Start of RECORD LIST

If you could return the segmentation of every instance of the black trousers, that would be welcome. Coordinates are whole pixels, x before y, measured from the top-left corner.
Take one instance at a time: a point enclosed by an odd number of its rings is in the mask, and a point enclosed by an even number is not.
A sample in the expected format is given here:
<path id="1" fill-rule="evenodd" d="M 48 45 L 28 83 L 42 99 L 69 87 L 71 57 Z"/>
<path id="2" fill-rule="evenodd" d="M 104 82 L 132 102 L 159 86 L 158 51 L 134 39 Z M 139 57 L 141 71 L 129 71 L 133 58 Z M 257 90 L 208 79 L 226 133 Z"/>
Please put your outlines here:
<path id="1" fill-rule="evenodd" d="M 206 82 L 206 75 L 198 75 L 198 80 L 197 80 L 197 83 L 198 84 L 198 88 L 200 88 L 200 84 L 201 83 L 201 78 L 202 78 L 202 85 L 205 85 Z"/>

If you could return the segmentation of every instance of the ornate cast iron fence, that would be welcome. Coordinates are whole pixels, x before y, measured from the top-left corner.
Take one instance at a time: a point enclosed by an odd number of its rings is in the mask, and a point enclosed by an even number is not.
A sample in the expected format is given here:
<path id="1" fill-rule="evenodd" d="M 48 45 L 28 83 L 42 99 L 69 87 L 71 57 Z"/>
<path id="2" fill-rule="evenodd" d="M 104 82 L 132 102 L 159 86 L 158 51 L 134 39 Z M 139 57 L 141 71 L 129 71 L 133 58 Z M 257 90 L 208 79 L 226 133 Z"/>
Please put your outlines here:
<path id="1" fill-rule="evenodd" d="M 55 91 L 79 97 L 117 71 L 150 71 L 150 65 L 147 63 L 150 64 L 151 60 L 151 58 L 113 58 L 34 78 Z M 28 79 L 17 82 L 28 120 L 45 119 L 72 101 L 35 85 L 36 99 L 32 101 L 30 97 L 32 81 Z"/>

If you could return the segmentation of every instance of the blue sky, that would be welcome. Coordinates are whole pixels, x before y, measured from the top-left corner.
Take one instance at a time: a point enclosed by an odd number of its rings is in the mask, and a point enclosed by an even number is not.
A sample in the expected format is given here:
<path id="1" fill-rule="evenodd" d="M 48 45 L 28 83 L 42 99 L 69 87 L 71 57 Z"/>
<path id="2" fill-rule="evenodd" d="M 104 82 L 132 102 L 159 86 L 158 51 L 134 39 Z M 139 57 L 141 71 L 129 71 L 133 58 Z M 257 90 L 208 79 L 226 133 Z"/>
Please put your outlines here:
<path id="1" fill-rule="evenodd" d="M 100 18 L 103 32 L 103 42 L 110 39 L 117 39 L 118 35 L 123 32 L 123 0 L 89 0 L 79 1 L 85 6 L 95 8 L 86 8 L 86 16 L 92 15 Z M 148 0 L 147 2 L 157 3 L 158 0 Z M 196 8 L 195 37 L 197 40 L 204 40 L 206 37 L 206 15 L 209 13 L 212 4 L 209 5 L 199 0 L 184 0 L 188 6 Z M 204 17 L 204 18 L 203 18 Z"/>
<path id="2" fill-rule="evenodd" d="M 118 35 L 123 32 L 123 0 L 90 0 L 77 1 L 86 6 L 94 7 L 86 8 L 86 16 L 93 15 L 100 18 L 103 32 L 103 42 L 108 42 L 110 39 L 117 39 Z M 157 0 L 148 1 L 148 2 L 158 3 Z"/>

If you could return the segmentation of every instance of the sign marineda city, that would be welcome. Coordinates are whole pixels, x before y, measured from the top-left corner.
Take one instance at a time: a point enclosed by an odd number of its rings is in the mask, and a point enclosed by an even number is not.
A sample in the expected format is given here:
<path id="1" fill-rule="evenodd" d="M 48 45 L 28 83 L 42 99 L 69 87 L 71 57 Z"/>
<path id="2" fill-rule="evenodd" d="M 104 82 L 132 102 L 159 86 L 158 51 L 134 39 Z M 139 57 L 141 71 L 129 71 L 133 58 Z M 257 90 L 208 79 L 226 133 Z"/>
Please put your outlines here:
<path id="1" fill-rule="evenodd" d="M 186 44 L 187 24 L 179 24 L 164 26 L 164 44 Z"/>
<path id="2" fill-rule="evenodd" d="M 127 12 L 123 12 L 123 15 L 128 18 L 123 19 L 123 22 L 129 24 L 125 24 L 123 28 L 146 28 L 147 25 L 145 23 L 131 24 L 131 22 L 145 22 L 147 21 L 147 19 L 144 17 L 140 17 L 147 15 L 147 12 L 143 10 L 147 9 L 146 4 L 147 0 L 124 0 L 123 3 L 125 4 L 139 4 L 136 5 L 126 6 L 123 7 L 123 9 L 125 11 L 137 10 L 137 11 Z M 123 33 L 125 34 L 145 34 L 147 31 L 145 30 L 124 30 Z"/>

End of RECORD LIST

TO DO - Please retype the entire listing above, line for line and without any changes.

RESULT FOR THIS TASK -
If you could return the segmentation of every instance of the black trousers, that would be welcome. Coordinates are whole pixels, x before y, measured from the top-left corner.
Take one instance at a time: a point enclosed by an odd number of its rings is in the mask, and a point enclosed by an even number is not.
A sample in the expected format is given here:
<path id="1" fill-rule="evenodd" d="M 48 45 L 28 83 L 42 99 L 69 87 L 71 57 Z"/>
<path id="2" fill-rule="evenodd" d="M 104 82 L 132 102 L 159 86 L 158 51 L 134 39 Z M 139 57 L 141 71 L 129 71 L 133 58 Z M 257 90 L 208 79 L 226 133 Z"/>
Please put your outlines here:
<path id="1" fill-rule="evenodd" d="M 206 82 L 206 75 L 198 75 L 198 80 L 197 80 L 197 83 L 198 84 L 198 88 L 200 88 L 200 84 L 201 83 L 201 78 L 202 78 L 202 85 L 205 85 Z"/>

If you could return the segmentation of every instance of the ornate cast iron fence, that would be welcome. Coordinates are whole pixels, x before y, measured from the top-left corner.
Take one instance at a time: a point enclosed by an odd number of its rings is in the mask, and a point enclosed by an even number is not.
A sample in the expected format is given here:
<path id="1" fill-rule="evenodd" d="M 48 45 L 28 83 L 42 99 L 69 87 L 71 57 Z"/>
<path id="2" fill-rule="evenodd" d="M 104 82 L 132 102 L 159 86 L 158 51 L 134 39 Z M 139 57 L 141 71 L 129 71 L 133 58 Z M 257 90 L 208 79 L 226 133 Z"/>
Please put your outlines here:
<path id="1" fill-rule="evenodd" d="M 55 91 L 79 97 L 117 71 L 150 71 L 150 65 L 147 63 L 150 64 L 151 60 L 151 58 L 113 58 L 34 78 Z M 28 79 L 17 82 L 28 120 L 45 119 L 72 101 L 35 85 L 36 99 L 32 101 L 30 97 L 32 81 Z"/>

If you could return the segmentation of every instance of the blue sky, that would be welcome. Coordinates are whole pixels, x before y, measured from the top-left corner.
Take one instance at a time: a point enclosed by an odd number of its rings is in the mask, and a point enclosed by an even number is not.
A sample in the expected format is given here:
<path id="1" fill-rule="evenodd" d="M 48 45 L 28 83 L 42 99 L 69 87 L 71 57 Z"/>
<path id="2" fill-rule="evenodd" d="M 104 82 L 132 102 L 159 86 L 158 51 L 134 39 Z M 139 57 L 141 71 L 129 71 L 133 58 Z M 257 90 L 208 79 L 226 133 Z"/>
Please put your outlines here:
<path id="1" fill-rule="evenodd" d="M 100 18 L 103 32 L 103 42 L 110 39 L 117 39 L 118 35 L 123 32 L 123 0 L 89 0 L 79 1 L 85 6 L 95 8 L 86 8 L 86 16 L 92 15 Z M 148 0 L 147 2 L 157 3 L 158 0 Z M 196 8 L 195 37 L 197 40 L 204 40 L 206 37 L 206 15 L 209 13 L 212 4 L 209 5 L 199 0 L 184 0 L 188 6 Z M 204 17 L 204 18 L 203 18 Z"/>
<path id="2" fill-rule="evenodd" d="M 118 35 L 123 32 L 123 0 L 90 0 L 77 1 L 86 6 L 94 7 L 86 8 L 86 16 L 93 15 L 100 18 L 103 32 L 103 42 L 108 42 L 110 39 L 117 39 Z M 157 0 L 148 1 L 148 2 L 158 3 Z"/>

If you could return the segmentation of every instance of the sign marineda city, that would be welcome. Coordinates are whole pixels, x before y, measured from the top-left corner.
Take one instance at a time: a point enclosed by an odd number of its rings is in the mask, and a point enclosed by an even number is not.
A sample in the expected format is given here:
<path id="1" fill-rule="evenodd" d="M 48 45 L 28 83 L 42 99 L 69 87 L 71 57 Z"/>
<path id="2" fill-rule="evenodd" d="M 104 82 L 132 102 L 159 86 L 158 51 L 134 39 Z M 139 57 L 141 71 L 129 71 L 133 58 Z M 257 90 L 208 79 L 226 133 Z"/>
Please put your outlines here:
<path id="1" fill-rule="evenodd" d="M 186 44 L 187 24 L 179 24 L 164 26 L 164 44 Z"/>
<path id="2" fill-rule="evenodd" d="M 127 12 L 123 12 L 123 15 L 128 18 L 123 19 L 123 22 L 129 24 L 125 24 L 123 28 L 146 28 L 147 25 L 145 23 L 131 24 L 131 22 L 145 22 L 147 21 L 147 19 L 144 17 L 140 17 L 147 15 L 147 12 L 143 10 L 147 9 L 146 4 L 147 0 L 124 0 L 123 3 L 125 4 L 139 4 L 136 5 L 126 6 L 123 7 L 123 9 L 125 11 L 137 10 L 137 11 Z M 123 33 L 125 34 L 145 34 L 147 31 L 145 30 L 124 30 Z"/>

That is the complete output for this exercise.